▶ Assignment: From the records, return each line that has the word "statue" in it.

[[ Supplied material open ]]

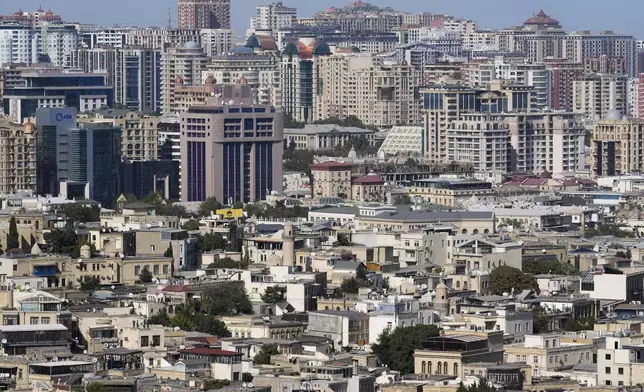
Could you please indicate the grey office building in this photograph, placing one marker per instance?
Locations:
(95, 160)
(52, 154)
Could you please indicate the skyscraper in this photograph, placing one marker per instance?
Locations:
(95, 161)
(232, 149)
(204, 14)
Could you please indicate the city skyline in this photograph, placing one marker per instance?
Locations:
(506, 13)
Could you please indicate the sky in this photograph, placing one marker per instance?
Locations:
(622, 16)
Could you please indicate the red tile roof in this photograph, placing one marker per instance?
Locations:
(365, 180)
(331, 165)
(210, 351)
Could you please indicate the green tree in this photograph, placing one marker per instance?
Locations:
(61, 241)
(13, 240)
(96, 387)
(506, 278)
(396, 349)
(353, 285)
(263, 357)
(403, 199)
(212, 384)
(273, 295)
(191, 225)
(89, 283)
(145, 276)
(161, 318)
(209, 206)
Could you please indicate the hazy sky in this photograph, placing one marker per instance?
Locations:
(622, 16)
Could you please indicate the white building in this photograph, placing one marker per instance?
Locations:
(18, 45)
(273, 17)
(217, 41)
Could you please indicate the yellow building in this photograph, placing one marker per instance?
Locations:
(331, 179)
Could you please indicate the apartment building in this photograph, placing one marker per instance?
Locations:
(595, 94)
(547, 353)
(180, 66)
(17, 156)
(362, 86)
(616, 145)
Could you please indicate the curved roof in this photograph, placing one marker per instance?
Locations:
(542, 19)
(264, 42)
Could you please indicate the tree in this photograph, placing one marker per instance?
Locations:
(13, 240)
(343, 240)
(161, 318)
(353, 285)
(146, 276)
(211, 241)
(403, 199)
(191, 225)
(505, 279)
(273, 295)
(263, 357)
(211, 384)
(89, 283)
(61, 241)
(396, 349)
(209, 206)
(96, 387)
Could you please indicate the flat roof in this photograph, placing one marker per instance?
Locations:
(32, 327)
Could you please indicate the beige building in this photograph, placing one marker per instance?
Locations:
(17, 156)
(596, 94)
(362, 86)
(448, 354)
(616, 145)
(180, 66)
(547, 353)
(139, 138)
(331, 179)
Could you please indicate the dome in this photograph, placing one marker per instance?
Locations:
(542, 19)
(613, 115)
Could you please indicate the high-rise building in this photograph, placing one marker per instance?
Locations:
(232, 149)
(204, 14)
(616, 145)
(595, 94)
(52, 148)
(273, 17)
(363, 86)
(17, 156)
(139, 137)
(180, 66)
(95, 161)
(134, 73)
(217, 41)
(27, 88)
(140, 178)
(299, 77)
(17, 45)
(562, 74)
(443, 104)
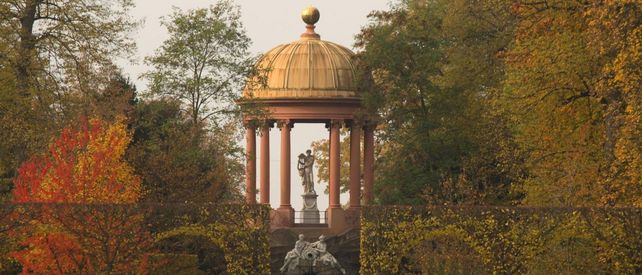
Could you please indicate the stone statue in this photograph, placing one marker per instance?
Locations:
(314, 253)
(324, 257)
(305, 165)
(293, 256)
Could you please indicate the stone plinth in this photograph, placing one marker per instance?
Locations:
(310, 211)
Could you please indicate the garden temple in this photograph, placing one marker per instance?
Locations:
(308, 81)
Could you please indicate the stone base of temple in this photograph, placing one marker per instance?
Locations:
(310, 212)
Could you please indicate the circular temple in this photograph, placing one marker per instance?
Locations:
(310, 15)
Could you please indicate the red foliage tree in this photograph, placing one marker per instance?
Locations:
(83, 219)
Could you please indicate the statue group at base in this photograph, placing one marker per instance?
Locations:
(316, 253)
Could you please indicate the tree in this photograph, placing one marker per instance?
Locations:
(203, 62)
(54, 57)
(435, 72)
(63, 42)
(570, 74)
(321, 151)
(177, 165)
(99, 232)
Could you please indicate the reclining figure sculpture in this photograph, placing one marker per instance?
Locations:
(315, 252)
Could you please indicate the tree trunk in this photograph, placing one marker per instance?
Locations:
(27, 46)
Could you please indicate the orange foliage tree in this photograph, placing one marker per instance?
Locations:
(80, 196)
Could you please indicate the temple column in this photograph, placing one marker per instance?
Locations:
(335, 163)
(368, 163)
(250, 164)
(265, 164)
(285, 126)
(355, 165)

[[ Supplied material closed ]]

▶ Response below:
Could you please indicate the stone statue in this photograph, placing one marker per instance?
Could you please indicate the statue group at base in this photograph, placing one marker per instance?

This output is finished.